(Data records)
- - - - - - -
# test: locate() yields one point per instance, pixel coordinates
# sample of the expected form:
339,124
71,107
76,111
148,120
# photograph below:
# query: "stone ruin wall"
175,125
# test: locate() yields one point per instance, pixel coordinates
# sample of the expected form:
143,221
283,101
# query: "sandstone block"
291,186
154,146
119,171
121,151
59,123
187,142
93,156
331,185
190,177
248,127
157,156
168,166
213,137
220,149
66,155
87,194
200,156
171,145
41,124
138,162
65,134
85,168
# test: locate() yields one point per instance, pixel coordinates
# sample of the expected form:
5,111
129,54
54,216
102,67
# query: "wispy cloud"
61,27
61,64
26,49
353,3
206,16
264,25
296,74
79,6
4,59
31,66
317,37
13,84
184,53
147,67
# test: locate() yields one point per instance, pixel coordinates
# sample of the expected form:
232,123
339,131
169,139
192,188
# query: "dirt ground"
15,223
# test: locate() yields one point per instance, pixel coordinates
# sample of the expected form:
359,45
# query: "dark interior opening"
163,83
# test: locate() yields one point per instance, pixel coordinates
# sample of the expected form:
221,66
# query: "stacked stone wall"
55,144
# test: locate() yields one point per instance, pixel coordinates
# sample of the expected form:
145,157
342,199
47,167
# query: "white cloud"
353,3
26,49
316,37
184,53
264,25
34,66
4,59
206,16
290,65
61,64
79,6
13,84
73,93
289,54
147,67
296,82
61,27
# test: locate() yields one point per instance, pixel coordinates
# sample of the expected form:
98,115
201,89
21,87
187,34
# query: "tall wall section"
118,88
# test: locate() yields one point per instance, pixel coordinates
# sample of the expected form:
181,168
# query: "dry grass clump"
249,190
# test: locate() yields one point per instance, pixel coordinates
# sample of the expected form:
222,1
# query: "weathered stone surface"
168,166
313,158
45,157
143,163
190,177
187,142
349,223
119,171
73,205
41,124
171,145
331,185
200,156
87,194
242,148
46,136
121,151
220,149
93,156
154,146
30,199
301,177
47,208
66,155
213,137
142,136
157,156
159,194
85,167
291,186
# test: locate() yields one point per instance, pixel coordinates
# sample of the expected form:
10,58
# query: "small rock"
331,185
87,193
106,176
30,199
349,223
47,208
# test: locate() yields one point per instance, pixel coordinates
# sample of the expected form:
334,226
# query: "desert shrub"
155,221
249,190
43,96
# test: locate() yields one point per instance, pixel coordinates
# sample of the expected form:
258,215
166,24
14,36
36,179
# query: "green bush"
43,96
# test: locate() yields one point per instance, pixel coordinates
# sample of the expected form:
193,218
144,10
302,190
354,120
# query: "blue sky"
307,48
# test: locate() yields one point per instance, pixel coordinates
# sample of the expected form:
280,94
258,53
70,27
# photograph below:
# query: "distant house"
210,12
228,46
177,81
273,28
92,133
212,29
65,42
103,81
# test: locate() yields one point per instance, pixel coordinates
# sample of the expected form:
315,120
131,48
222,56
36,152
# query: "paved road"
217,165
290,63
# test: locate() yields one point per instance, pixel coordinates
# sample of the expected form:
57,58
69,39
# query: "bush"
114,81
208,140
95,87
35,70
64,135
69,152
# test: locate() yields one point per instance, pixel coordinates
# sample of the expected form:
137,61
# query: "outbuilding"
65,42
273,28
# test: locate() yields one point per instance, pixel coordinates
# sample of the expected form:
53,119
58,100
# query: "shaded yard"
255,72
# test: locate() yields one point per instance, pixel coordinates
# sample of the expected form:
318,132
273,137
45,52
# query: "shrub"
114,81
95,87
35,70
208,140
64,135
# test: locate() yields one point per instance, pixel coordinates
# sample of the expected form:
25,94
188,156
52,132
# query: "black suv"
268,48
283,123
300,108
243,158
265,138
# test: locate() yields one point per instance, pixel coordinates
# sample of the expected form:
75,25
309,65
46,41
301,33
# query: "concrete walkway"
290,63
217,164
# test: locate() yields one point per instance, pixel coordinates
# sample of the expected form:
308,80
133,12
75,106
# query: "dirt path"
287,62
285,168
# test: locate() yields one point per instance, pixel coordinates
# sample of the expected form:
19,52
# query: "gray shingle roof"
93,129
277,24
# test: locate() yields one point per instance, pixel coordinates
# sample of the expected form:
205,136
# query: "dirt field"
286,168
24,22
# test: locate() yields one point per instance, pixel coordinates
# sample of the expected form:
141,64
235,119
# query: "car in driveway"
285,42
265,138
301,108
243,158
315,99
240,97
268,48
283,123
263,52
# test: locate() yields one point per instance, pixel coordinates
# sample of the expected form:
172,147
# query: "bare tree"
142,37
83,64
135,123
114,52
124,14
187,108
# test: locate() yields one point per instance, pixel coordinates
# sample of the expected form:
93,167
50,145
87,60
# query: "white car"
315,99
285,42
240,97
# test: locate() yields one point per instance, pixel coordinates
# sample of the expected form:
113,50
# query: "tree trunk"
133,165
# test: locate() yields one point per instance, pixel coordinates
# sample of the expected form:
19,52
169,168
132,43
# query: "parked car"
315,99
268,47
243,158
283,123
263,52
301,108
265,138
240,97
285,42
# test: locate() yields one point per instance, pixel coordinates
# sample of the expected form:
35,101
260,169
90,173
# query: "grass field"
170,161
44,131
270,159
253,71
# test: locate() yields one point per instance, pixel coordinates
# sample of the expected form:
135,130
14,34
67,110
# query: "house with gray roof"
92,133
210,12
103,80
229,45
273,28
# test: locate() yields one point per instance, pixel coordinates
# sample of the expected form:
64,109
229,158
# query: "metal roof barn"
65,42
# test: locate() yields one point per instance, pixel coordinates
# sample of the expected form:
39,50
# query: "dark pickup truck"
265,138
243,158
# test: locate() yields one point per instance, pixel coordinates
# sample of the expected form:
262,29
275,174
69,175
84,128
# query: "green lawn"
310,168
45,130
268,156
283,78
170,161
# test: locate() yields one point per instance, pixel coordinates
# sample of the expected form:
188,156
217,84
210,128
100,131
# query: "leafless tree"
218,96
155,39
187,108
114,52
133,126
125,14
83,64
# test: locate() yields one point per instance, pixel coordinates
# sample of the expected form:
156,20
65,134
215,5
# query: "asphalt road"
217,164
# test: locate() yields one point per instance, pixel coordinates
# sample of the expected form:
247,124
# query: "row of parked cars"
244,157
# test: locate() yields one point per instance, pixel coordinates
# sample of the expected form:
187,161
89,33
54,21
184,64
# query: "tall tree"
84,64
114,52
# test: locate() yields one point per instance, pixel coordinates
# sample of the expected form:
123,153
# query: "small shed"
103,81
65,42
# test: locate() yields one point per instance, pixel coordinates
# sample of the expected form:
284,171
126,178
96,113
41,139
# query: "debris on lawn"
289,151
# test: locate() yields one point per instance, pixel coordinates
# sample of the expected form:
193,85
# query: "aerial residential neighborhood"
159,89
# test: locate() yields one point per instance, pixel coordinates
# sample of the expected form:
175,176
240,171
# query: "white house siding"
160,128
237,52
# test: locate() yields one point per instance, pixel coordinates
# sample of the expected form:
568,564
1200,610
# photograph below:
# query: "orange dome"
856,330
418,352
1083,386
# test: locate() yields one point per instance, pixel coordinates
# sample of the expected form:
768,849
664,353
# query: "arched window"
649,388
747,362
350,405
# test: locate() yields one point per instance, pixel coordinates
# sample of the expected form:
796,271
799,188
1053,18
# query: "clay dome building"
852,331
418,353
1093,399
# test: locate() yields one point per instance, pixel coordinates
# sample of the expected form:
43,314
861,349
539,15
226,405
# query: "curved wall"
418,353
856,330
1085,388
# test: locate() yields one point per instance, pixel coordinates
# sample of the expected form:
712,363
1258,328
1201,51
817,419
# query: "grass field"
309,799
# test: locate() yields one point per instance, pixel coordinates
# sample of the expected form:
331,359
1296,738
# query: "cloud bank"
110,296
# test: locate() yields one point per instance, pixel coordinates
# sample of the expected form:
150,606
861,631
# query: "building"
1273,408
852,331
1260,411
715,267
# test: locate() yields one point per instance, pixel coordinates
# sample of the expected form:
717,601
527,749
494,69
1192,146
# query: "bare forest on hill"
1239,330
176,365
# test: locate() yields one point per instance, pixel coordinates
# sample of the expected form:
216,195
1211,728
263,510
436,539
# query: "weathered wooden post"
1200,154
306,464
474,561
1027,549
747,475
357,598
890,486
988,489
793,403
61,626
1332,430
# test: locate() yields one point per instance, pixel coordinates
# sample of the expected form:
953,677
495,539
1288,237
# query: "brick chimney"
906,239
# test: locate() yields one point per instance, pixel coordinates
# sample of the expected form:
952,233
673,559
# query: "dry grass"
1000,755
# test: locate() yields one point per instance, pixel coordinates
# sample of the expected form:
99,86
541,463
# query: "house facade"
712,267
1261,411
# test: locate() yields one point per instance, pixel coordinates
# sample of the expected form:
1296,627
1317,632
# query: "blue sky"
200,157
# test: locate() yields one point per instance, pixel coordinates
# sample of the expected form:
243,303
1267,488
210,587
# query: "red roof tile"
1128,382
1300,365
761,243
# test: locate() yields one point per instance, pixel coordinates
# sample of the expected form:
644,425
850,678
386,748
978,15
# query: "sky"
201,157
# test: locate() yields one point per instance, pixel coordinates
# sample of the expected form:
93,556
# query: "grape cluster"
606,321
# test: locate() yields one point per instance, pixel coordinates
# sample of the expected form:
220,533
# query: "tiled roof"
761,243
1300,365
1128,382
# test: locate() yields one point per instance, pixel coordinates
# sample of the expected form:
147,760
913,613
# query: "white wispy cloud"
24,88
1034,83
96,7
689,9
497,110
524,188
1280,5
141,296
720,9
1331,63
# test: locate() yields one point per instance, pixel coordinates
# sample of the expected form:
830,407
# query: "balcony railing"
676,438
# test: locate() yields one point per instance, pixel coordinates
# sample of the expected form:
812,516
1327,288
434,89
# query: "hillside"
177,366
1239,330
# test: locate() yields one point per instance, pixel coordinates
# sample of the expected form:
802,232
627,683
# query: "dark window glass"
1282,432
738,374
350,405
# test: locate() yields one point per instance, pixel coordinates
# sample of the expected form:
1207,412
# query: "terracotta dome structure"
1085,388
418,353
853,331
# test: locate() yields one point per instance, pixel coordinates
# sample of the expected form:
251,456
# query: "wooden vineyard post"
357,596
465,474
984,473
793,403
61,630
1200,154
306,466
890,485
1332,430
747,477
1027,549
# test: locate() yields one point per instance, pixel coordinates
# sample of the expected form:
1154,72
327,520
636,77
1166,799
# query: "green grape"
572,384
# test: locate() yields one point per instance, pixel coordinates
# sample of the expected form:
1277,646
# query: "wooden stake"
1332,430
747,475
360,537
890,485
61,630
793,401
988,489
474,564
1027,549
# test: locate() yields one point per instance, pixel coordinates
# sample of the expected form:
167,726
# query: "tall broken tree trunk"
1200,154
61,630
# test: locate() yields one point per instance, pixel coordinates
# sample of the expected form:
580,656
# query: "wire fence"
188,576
- - - - - - -
Work to complete> Extract each line of the data above that contains the string "wooden", treating uppercase and lowercase as different.

Response to the task>
# query: "weathered wooden post"
# query: "wooden vineyard post"
# query: "wooden stake"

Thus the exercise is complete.